- [Work item] The answer must be the full listing, restated word for word.

- [Data shown]

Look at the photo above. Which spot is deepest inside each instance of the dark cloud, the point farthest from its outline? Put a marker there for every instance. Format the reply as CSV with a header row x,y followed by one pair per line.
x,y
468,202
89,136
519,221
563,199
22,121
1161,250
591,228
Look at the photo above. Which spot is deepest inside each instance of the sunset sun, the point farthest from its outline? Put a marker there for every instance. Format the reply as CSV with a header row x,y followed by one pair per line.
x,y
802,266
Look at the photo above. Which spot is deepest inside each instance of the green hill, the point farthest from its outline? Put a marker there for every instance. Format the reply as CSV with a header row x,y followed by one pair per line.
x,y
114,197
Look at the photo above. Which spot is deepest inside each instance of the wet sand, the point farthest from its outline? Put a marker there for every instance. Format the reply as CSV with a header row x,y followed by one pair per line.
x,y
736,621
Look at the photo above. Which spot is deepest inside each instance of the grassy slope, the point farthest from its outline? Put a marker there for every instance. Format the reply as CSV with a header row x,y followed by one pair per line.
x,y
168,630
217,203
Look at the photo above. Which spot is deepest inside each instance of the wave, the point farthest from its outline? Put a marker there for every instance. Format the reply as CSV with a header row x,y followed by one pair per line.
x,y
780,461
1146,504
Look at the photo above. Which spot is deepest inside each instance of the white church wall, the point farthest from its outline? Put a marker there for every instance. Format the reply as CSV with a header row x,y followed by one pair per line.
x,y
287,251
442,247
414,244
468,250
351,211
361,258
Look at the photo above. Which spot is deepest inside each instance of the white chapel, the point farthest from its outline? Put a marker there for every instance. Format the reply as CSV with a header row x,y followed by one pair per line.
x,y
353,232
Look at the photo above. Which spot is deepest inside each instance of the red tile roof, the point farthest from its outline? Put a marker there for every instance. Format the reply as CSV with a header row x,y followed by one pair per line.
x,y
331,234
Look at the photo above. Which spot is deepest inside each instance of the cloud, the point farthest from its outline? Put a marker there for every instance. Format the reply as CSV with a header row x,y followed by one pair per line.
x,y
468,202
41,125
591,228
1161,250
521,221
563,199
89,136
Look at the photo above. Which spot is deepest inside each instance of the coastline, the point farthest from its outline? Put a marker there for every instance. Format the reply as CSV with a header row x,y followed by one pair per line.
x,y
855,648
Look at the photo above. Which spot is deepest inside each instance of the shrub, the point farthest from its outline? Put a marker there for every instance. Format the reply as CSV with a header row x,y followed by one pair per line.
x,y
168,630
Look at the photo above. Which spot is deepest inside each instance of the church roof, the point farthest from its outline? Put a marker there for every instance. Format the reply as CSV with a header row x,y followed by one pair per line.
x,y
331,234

- [Result for this task]
Look at the photo above. Which spot is deepest inside each instance of the dark cloud, the point farthest from its outline? Put a marker there for every instance. Format the reply as CSV with a header row x,y followed by one pair per line.
x,y
468,202
89,136
519,221
563,199
22,121
1161,250
591,228
Look at the photo above. Which spot is deepest inside each instance of the sunset sun, the point farthest from its outline? Put a marker there for every instance. Format the reply as CSV with a header row x,y followed by one pair per line.
x,y
802,266
Look at the photo above. Which spot is deepest inside each instance of the green hill, the point farthest from its outline? Put a marker there for every instance. Format the reply as CSV with a header row x,y followed by one pair per line.
x,y
114,197
Look at the photo above. Which spot is deepest inside each instance of the wet sand, the point farthest from its outline? Put a marker there for every instance. Format the reply as CSV with a header row x,y followed by one pair per line.
x,y
736,621
Look at the photo above. Which spot is deepest inside each instance of the grassy slope, the point farthest from its outline? Put a marker there for every instance. Format the reply as CSV with a header row x,y followed by one pair per line.
x,y
168,630
217,203
Look at the photo above. Which spot is deepest inside each instance of the wave, the point farthest from its outline? Put a marker there for every instance. Format the reply as CSV with a header row x,y followed by one pair per line.
x,y
780,461
1146,504
Look at the photo above. Which spot is deepest inside each instance of the white church wall, the point farthest from its outline? Put a marker there for every instance. Format the reply as CSV with a header row x,y followed by one pair per line.
x,y
287,251
442,247
414,244
468,250
351,211
361,258
Look at the photo above. Which spot is deepest inside each instance of the white chapel, the point farthest from its outline? Put a marker there for every instance. Format the reply as CSV with a header row x,y followed by one pair per line.
x,y
353,232
Look at the photo above. Which spot is deepest inside each instance of the red tile roof, the point farthest from its outline? Put a marker there for every instance. Format the reply as CSV with a header row x,y followed by one pair per line.
x,y
331,234
Look at the photo above. Which spot is deepest inside each instance of the cloud, the point farthest from its outline? Put a marker there for every instance. Format the reply as CSV with a header row x,y followed by one pair per line.
x,y
468,202
41,125
591,228
1161,250
521,221
563,199
89,136
Look at the photo above. Which spot is deepest inside each instance of the coastline, the point farthest from its outline? Put a marker there for every instance. Format the reply as CSV with a header row x,y followed by one pair per line.
x,y
855,648
Look at the photo above. Which spot is deepest inside each instance of the shrub, the point farthest from its outline? Put a marker there for every instance. Format the reply as CSV with a header row x,y followed by one pair per line.
x,y
168,630
Look at the photo above. Which spot is deepest inside each instance of the church roof, the point farthest from its outline? Put a marker there for every instance. Format the reply as CSV with a header row x,y followed by one pair per line.
x,y
331,234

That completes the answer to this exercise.